### Material to process ###
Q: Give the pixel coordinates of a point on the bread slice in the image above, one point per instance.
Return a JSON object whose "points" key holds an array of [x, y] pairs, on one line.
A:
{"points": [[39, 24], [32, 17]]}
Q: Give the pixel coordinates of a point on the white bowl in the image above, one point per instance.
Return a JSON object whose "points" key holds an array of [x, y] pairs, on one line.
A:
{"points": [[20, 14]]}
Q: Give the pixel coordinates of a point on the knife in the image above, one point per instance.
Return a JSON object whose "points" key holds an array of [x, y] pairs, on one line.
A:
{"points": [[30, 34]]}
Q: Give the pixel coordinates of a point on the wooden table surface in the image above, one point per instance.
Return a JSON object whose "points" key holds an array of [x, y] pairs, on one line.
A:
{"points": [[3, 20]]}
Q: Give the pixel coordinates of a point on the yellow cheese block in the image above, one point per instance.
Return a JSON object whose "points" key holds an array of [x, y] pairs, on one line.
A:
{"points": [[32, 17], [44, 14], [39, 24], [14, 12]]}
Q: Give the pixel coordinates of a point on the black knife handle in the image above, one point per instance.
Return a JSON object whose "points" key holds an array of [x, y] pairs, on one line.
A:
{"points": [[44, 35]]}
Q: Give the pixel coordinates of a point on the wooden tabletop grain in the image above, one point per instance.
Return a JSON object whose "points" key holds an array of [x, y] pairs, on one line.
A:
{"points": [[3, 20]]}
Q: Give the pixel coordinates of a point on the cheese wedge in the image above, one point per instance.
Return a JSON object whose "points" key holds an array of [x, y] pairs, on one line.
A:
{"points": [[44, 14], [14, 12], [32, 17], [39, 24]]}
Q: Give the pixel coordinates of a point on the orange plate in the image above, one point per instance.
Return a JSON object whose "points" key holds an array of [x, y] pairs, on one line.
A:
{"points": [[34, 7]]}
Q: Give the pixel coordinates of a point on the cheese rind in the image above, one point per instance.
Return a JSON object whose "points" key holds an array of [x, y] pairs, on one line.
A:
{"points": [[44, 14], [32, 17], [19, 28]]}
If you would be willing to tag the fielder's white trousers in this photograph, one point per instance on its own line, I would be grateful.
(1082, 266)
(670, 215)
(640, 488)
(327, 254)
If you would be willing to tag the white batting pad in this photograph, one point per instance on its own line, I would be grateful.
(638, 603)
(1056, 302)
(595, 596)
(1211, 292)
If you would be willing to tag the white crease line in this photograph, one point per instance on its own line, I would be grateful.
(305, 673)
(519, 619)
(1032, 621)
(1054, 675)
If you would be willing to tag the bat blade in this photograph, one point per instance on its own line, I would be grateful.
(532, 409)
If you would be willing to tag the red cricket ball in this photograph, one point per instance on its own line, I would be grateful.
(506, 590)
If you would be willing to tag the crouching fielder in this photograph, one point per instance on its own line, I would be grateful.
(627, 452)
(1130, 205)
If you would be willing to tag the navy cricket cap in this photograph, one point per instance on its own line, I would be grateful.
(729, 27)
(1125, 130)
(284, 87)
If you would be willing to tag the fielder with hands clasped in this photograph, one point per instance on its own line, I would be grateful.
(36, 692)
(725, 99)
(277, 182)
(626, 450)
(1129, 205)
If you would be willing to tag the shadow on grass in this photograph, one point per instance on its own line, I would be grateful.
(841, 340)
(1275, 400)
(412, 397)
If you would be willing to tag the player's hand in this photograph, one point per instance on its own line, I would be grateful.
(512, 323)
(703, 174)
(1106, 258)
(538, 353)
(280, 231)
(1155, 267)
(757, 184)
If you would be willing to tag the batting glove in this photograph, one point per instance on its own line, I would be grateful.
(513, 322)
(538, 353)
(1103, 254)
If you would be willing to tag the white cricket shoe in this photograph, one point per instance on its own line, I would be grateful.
###
Task statement.
Transcribe the listing above exactly as shown.

The answer.
Q: Give the pixel coordinates of a point on the bread slice in the image above, one point per instance.
Return a JSON object whose "points" key holds an array of [x, y] pairs, on one line.
A:
{"points": [[39, 24], [32, 17]]}
Q: Give the pixel coordinates of a point on the white bowl in the image above, one point per instance.
Return a JSON object whose "points" key holds an array of [x, y] pairs, on one line.
A:
{"points": [[20, 14]]}
Q: Give the pixel coordinates of a point on the knife in the image above, one point per instance.
Return a JSON object whose "points" key holds an array of [x, y] pairs, on one line.
A:
{"points": [[30, 34]]}
Q: Give the pixel coordinates of a point on the wooden table surface in the image above, one point per instance.
Return a JSON object whose "points" key holds an array of [x, y] pairs, on one line.
A:
{"points": [[3, 20]]}
Q: Give the pixel coordinates of a point on the yellow cheese block in the image above, one point per instance.
Return a JSON object whose "points" key holds an array of [x, y] pairs, on one line.
A:
{"points": [[32, 17], [44, 14], [39, 24], [14, 12]]}
Q: Give the pixel coordinates of a point on the black knife handle in the image above, one point per instance.
Return a JSON object whose "points" key holds an array of [x, y] pairs, on one line.
A:
{"points": [[44, 35]]}
Q: Give the pixel coordinates of a point on the wooden tabletop grain in the image above, one point per instance.
Return a JSON object whose "points" key holds an array of [x, y] pairs, on one line.
A:
{"points": [[3, 20]]}
Q: Give the pixel coordinates of a point on the cheese wedge in the image above, one point per instance.
Return a JSON object whose "points" key holds an array of [x, y] pairs, on one line.
A:
{"points": [[44, 14], [14, 12], [32, 17], [39, 24]]}
Q: Give the pixel coordinates of a point on the orange plate in the image above, one point per instance.
Return a JSON object whose "points" key holds an array of [x, y] pairs, on one line.
A:
{"points": [[34, 7]]}
Q: Give the pixel coordinates of a point on the cheese rind in the image above, one point per instance.
Return a JSON object whose "points" key holds an array of [x, y] pairs, on one line.
A:
{"points": [[44, 14], [32, 17], [19, 28]]}
If you would be willing to tag the fielder's white trousers in this photograph, one point per instance on its own line, I would be grateful.
(1082, 266)
(670, 215)
(640, 488)
(327, 254)
If you would be willing to tag the white batting pad in this photograph, one point per instance on its own line, I would be grateful.
(638, 603)
(1056, 302)
(595, 596)
(1211, 292)
If you would be willing to tag the white crease line in this photograph, one point per instance on its own line, I would be grateful.
(305, 673)
(519, 619)
(1032, 621)
(1054, 675)
If you would be willing to tag the bat blade in this photograph, one point per instance on its own line, I would be grateful.
(532, 409)
If you would be willing to tag the red cricket ball in this photograph, one point per instance on its own line, I would be grateful.
(506, 590)
If you would be willing to tag the crouching fielder in this photograph, one point per instance on its own line, I would be grateful.
(627, 452)
(1130, 205)
If you would be willing to tag the navy cricket cap in this photograph, one point per instance on its own line, I would be grateful.
(729, 27)
(1125, 130)
(284, 87)
If you would be willing to tag the fielder with hands clasped in this photograph, one point per instance on its own line, I would be grateful.
(36, 692)
(725, 99)
(277, 182)
(626, 450)
(1129, 205)
If you would be willing to tag the shadow on grass in this photograph, one point per instance on its own line, I would be grateful.
(841, 340)
(1275, 400)
(412, 397)
If you would be willing to tag the player's hand in this photograph, one point per instance on its own line, I would be grateful.
(512, 323)
(703, 174)
(1106, 258)
(538, 353)
(280, 231)
(1155, 267)
(757, 184)
If you would be willing to tag the batting glove in this photograph, one point per instance on its own line, I would be grateful.
(513, 322)
(538, 353)
(1103, 254)
If you would be willing to tag the white cricket shoe in this photograph, one point per instance on its own line, I would be grateful.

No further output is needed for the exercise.